» Task brief
Return exactly those lines of the material below that fall between the line holding "Target: car door" and the line holding "Where can the front bumper", inclusive.

=== Given entries ===

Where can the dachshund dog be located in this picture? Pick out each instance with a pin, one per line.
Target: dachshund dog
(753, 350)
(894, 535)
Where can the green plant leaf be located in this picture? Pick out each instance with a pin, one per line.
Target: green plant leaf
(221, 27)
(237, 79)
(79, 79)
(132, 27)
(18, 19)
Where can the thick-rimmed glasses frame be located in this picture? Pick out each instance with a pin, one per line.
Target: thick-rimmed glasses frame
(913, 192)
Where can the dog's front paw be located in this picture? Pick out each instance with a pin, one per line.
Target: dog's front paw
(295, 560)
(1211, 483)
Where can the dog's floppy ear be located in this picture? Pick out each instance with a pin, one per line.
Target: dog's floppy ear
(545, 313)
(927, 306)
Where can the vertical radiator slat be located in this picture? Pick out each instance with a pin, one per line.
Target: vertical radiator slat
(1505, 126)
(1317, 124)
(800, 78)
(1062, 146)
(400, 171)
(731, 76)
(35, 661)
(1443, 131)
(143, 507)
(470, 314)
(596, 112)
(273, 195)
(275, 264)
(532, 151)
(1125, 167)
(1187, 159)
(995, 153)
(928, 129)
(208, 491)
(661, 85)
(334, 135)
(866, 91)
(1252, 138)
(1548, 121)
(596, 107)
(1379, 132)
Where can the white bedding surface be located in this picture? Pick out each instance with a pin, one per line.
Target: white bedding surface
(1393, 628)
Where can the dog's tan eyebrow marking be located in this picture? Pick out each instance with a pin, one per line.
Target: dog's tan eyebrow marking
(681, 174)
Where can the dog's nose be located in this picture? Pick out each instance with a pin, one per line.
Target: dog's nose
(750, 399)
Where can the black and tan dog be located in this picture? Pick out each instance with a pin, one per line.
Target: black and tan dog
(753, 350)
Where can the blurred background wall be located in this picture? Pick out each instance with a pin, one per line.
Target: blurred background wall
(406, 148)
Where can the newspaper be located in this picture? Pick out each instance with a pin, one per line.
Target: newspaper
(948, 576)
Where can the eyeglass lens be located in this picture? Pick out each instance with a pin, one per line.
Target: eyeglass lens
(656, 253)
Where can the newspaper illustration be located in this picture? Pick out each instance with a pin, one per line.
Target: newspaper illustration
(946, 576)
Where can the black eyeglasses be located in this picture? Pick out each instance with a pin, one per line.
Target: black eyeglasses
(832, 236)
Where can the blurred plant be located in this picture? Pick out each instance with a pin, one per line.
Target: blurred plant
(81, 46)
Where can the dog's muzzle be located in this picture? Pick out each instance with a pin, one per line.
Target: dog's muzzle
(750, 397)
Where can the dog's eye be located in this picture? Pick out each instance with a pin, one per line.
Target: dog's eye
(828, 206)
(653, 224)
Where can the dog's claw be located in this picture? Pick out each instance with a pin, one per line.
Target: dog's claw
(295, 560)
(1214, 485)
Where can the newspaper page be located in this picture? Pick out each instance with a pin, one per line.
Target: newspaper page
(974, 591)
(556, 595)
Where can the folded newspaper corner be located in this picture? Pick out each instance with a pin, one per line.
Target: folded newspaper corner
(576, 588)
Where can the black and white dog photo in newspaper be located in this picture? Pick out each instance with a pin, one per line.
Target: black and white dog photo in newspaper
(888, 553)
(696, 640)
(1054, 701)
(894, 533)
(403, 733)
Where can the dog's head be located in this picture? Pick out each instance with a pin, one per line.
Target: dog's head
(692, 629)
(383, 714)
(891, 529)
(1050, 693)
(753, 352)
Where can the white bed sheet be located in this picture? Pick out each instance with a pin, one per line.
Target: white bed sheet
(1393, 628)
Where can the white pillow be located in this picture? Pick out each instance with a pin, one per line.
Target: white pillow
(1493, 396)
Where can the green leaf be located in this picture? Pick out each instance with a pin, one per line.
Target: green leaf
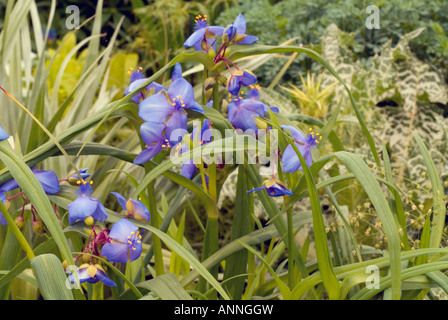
(33, 189)
(51, 277)
(371, 186)
(439, 210)
(167, 287)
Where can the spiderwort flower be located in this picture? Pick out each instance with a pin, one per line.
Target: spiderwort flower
(3, 134)
(47, 178)
(133, 208)
(92, 273)
(274, 188)
(236, 32)
(241, 113)
(153, 134)
(73, 176)
(239, 78)
(290, 160)
(125, 242)
(86, 206)
(189, 167)
(169, 108)
(137, 78)
(203, 34)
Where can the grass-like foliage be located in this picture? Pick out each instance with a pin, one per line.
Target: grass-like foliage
(112, 183)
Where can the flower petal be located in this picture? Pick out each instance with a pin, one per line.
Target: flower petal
(240, 24)
(296, 134)
(121, 200)
(290, 160)
(102, 276)
(195, 37)
(216, 30)
(141, 211)
(122, 229)
(48, 179)
(100, 213)
(257, 189)
(181, 87)
(81, 208)
(148, 153)
(155, 108)
(188, 169)
(248, 39)
(177, 72)
(152, 132)
(135, 251)
(248, 78)
(176, 127)
(116, 252)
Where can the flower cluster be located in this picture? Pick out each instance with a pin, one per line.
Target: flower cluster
(163, 111)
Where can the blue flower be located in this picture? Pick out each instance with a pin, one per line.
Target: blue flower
(236, 32)
(203, 32)
(47, 178)
(290, 160)
(189, 167)
(3, 200)
(239, 78)
(169, 108)
(241, 113)
(273, 188)
(137, 79)
(133, 208)
(74, 177)
(86, 206)
(125, 242)
(3, 134)
(92, 274)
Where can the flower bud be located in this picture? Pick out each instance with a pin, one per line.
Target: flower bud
(7, 205)
(85, 258)
(38, 227)
(130, 206)
(20, 222)
(89, 221)
(261, 124)
(209, 83)
(240, 38)
(231, 32)
(211, 53)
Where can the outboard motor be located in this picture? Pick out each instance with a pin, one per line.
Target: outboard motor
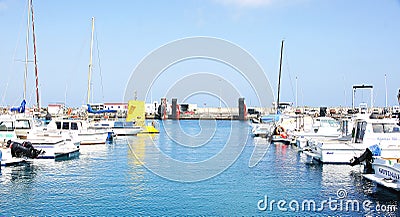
(25, 149)
(367, 156)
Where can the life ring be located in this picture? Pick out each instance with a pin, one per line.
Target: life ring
(280, 130)
(69, 111)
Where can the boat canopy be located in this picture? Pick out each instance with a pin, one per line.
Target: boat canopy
(20, 109)
(270, 118)
(90, 110)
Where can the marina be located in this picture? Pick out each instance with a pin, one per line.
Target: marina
(181, 120)
(113, 179)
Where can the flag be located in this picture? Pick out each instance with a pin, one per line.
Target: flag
(136, 112)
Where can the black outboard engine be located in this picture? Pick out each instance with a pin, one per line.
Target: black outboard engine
(367, 156)
(25, 149)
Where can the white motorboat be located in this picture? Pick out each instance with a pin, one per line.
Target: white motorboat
(386, 172)
(366, 132)
(80, 129)
(7, 160)
(118, 128)
(321, 128)
(55, 148)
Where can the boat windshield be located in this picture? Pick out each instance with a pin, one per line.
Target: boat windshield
(122, 124)
(6, 126)
(329, 123)
(385, 128)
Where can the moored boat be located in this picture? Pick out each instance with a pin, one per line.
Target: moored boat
(386, 172)
(366, 132)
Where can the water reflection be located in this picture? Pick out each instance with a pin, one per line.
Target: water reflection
(17, 174)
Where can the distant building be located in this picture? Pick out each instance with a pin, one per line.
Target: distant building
(119, 106)
(56, 108)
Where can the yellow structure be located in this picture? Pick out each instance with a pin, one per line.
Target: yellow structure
(136, 112)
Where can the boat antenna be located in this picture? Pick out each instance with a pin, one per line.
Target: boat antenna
(279, 78)
(90, 62)
(35, 59)
(27, 46)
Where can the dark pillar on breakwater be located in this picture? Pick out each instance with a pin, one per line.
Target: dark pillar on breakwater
(163, 108)
(242, 110)
(174, 113)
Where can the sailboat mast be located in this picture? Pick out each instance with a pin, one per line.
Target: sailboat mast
(27, 46)
(279, 78)
(90, 62)
(35, 59)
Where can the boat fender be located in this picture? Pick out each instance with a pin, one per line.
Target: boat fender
(279, 130)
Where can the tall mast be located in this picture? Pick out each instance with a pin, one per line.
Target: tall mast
(90, 62)
(27, 46)
(279, 78)
(385, 92)
(35, 59)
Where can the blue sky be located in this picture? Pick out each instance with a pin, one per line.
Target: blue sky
(329, 46)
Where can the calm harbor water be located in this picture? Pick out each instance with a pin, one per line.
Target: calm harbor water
(120, 179)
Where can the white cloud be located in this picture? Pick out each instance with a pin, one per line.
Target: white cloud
(247, 3)
(3, 5)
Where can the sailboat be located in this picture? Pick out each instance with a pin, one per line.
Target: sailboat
(30, 23)
(279, 134)
(89, 108)
(52, 146)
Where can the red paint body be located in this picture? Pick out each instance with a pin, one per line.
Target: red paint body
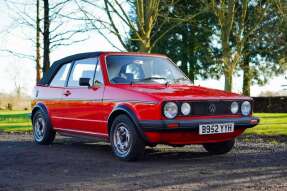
(87, 110)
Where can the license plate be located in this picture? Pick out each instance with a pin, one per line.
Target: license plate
(216, 128)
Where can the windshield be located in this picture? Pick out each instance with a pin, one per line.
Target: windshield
(129, 69)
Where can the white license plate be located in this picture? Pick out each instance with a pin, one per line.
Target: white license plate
(216, 128)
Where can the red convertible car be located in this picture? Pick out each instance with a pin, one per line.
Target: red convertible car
(132, 100)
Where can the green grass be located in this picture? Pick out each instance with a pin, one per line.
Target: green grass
(19, 121)
(15, 121)
(271, 124)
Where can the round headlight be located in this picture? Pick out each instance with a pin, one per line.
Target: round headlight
(170, 110)
(185, 108)
(246, 108)
(234, 107)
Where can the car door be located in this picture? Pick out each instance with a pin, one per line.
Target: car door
(83, 104)
(51, 95)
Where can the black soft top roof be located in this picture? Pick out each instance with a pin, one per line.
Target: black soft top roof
(56, 65)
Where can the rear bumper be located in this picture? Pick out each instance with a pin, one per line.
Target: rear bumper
(193, 125)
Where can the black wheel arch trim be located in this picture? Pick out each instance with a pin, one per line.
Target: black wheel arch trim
(125, 109)
(39, 106)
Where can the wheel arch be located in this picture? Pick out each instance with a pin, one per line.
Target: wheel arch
(123, 109)
(37, 107)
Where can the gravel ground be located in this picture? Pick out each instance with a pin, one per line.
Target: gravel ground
(70, 164)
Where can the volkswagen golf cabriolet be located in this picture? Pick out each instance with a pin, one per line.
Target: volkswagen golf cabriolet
(133, 100)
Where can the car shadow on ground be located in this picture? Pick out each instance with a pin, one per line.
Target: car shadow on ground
(73, 163)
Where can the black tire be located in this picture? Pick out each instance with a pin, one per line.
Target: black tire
(43, 132)
(123, 132)
(219, 148)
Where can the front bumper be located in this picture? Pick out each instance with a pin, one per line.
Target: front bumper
(193, 125)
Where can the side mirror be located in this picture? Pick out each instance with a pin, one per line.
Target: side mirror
(85, 82)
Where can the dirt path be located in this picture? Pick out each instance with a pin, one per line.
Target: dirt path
(70, 164)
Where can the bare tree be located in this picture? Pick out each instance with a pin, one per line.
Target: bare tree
(119, 22)
(233, 31)
(46, 37)
(49, 26)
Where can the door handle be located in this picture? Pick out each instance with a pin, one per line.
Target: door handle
(67, 93)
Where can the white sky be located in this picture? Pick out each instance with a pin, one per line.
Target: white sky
(22, 71)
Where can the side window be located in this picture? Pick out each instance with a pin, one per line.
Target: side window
(82, 69)
(61, 76)
(99, 75)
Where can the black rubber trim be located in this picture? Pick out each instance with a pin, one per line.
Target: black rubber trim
(40, 106)
(193, 125)
(133, 117)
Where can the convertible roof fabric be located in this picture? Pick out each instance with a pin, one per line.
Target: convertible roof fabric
(56, 65)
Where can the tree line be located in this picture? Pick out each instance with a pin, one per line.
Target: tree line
(206, 38)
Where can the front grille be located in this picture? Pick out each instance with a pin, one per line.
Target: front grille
(211, 107)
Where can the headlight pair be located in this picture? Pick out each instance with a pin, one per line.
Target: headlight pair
(170, 109)
(245, 108)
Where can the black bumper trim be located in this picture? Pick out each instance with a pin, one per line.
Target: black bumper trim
(193, 125)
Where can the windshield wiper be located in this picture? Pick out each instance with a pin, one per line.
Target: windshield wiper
(180, 79)
(152, 78)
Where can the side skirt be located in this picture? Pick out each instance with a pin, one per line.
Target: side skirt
(82, 134)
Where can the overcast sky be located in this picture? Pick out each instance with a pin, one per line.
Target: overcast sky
(22, 71)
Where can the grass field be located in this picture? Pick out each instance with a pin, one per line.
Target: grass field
(272, 124)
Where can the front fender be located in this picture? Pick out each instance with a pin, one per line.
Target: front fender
(124, 109)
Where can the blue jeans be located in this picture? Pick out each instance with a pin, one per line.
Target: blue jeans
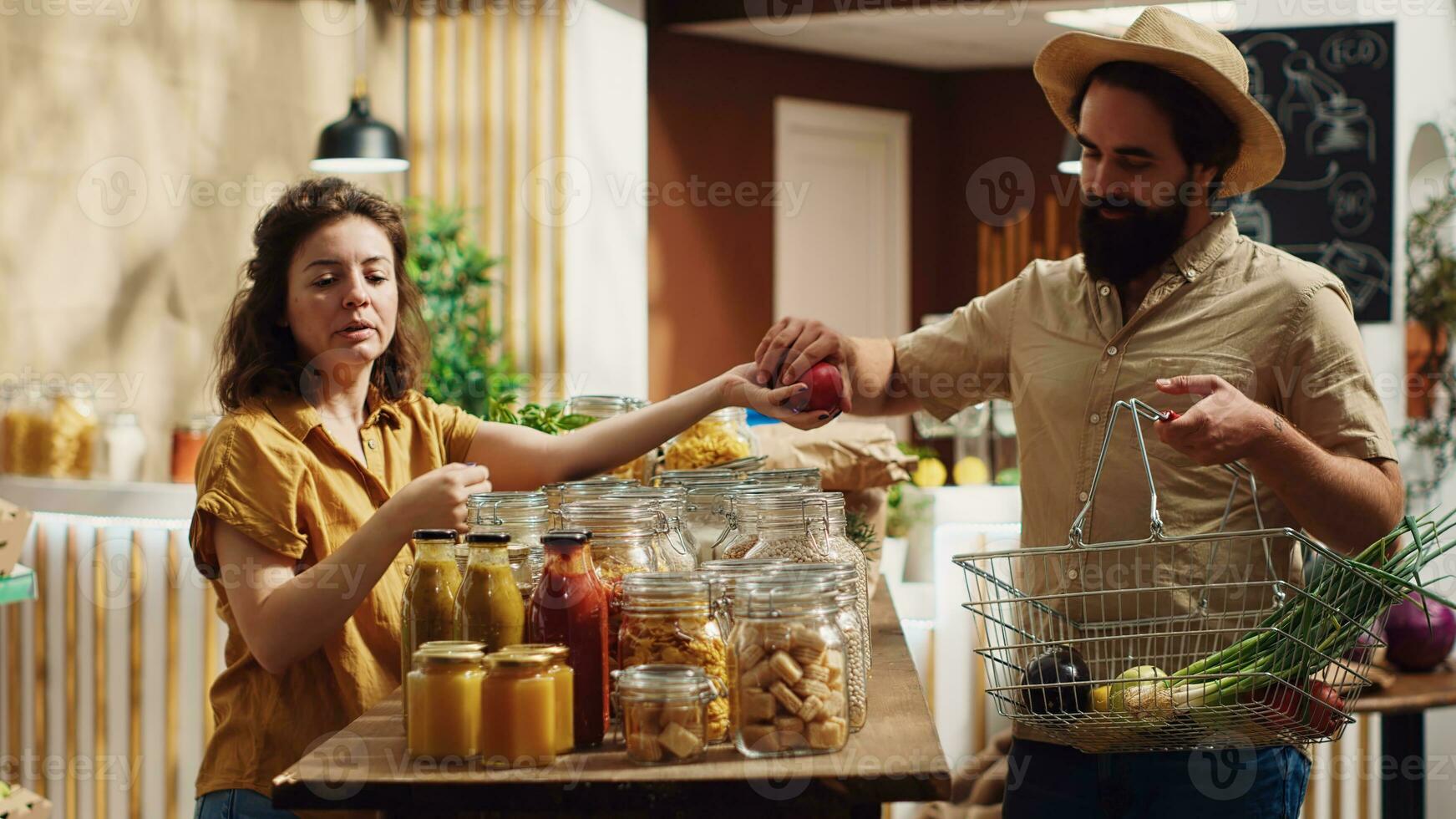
(1246, 783)
(237, 803)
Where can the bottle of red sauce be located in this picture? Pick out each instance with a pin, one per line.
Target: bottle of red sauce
(570, 608)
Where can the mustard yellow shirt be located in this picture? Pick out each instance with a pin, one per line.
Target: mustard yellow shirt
(277, 476)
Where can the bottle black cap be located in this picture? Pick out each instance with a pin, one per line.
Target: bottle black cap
(566, 538)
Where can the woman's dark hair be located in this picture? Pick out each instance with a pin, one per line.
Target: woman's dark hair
(1203, 133)
(255, 352)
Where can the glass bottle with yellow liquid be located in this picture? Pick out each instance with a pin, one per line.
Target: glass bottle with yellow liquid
(490, 608)
(427, 609)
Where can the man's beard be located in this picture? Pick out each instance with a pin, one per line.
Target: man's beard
(1120, 250)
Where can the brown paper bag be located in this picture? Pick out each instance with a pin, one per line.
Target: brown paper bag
(15, 522)
(856, 458)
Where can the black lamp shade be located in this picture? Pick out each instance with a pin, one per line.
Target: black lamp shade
(358, 143)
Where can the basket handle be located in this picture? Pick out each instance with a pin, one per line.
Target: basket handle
(1155, 522)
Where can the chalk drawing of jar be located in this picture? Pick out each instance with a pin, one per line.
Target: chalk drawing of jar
(1252, 217)
(1340, 125)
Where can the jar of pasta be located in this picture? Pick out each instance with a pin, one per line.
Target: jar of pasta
(27, 433)
(717, 439)
(856, 636)
(444, 699)
(427, 607)
(519, 710)
(724, 577)
(562, 681)
(787, 668)
(850, 552)
(703, 516)
(603, 407)
(520, 515)
(680, 552)
(560, 495)
(667, 618)
(804, 478)
(809, 528)
(742, 511)
(666, 711)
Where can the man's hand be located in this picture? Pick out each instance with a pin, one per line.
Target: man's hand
(740, 388)
(793, 346)
(1222, 427)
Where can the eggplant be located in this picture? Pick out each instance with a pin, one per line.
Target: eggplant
(1058, 682)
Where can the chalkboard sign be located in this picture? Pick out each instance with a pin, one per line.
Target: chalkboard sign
(1331, 89)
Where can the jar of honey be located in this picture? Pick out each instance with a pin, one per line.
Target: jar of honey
(519, 710)
(444, 699)
(664, 711)
(561, 676)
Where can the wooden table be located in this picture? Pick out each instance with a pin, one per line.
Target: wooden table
(895, 758)
(1403, 707)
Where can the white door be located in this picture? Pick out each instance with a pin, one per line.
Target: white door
(840, 227)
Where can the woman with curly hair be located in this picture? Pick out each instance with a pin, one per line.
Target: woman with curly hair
(329, 458)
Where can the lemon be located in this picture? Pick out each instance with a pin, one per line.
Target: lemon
(970, 471)
(931, 472)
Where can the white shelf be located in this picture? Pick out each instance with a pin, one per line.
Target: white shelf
(105, 499)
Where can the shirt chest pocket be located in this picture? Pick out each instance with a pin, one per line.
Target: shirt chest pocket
(1139, 379)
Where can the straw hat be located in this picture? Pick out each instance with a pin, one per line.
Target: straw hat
(1195, 53)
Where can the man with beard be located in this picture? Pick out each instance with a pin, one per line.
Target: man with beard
(1254, 348)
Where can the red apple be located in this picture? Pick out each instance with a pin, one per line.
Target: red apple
(823, 392)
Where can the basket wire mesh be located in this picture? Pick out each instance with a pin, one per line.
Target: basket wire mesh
(1174, 642)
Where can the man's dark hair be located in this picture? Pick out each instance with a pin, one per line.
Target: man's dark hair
(1203, 133)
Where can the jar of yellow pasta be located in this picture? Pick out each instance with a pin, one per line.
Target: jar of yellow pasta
(717, 439)
(444, 699)
(603, 407)
(667, 618)
(666, 711)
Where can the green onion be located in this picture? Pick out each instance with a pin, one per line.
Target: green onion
(1296, 640)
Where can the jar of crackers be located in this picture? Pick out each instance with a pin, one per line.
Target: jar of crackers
(666, 711)
(787, 668)
(666, 618)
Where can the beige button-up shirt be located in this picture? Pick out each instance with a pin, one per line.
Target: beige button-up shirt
(1053, 341)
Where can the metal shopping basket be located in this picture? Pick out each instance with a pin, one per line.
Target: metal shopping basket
(1174, 642)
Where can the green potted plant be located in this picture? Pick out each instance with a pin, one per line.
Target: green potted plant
(1430, 313)
(468, 366)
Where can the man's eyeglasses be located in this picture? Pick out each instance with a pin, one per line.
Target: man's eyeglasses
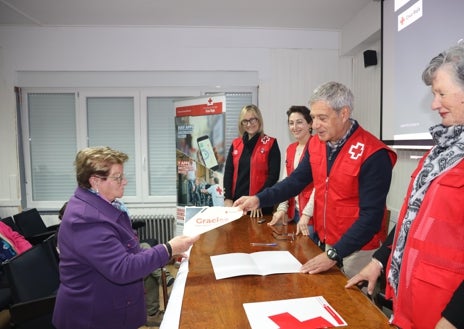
(117, 179)
(251, 121)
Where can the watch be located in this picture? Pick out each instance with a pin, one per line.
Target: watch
(333, 255)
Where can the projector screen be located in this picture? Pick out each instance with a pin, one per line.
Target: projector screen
(413, 32)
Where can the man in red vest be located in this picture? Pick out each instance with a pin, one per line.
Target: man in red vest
(351, 170)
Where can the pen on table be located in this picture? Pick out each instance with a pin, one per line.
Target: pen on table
(270, 244)
(333, 314)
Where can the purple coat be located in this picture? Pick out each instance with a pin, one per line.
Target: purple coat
(101, 267)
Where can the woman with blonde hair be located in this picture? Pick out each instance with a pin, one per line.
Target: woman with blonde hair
(253, 161)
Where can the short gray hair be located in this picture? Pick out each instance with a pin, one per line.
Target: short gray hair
(452, 59)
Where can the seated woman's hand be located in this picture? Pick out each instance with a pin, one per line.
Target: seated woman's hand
(180, 244)
(278, 217)
(302, 226)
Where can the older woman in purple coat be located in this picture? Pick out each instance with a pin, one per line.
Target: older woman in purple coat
(101, 263)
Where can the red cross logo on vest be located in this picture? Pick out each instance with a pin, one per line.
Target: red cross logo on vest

===

» Result
Target: car door
(83, 104)
(51, 95)
Where can the black soft top roof be located in this picture? Pick out each instance with a pin, one per line.
Target: black soft top roof
(56, 65)
Where can the rear bumper be located in this picture? Pick out each instance with a pin, one per line.
Target: rear bumper
(193, 125)
Where can the black wheel arch trim be located in this picture? Pick out each instance with a pin, one per line.
Target: black wheel arch trim
(125, 109)
(39, 106)
Where can the wheel arch be located in this picture? Pick out each instance with a pin, one per line.
Target: wheel arch
(123, 109)
(37, 107)
Where can the gravel ground be located in this picture? Pick out each instance with a pin, one per line.
Target: gravel ground
(70, 164)
Where can the volkswagen golf cabriolet be located in this picture? Pick out each instance with a pin, one per line.
Target: volkswagen golf cabriolet
(133, 100)
Where can the car shadow on ground be located in this picture? Pick out each instance with a pin, one per line.
Target: car shadow on ground
(73, 163)
Where can the black tire be located in this picture? Pick out each instance with a pin, one per line.
Target: black tire
(43, 132)
(123, 132)
(219, 148)
Where can the front bumper be located in this picture? Pick out each instance with a pin, one per line.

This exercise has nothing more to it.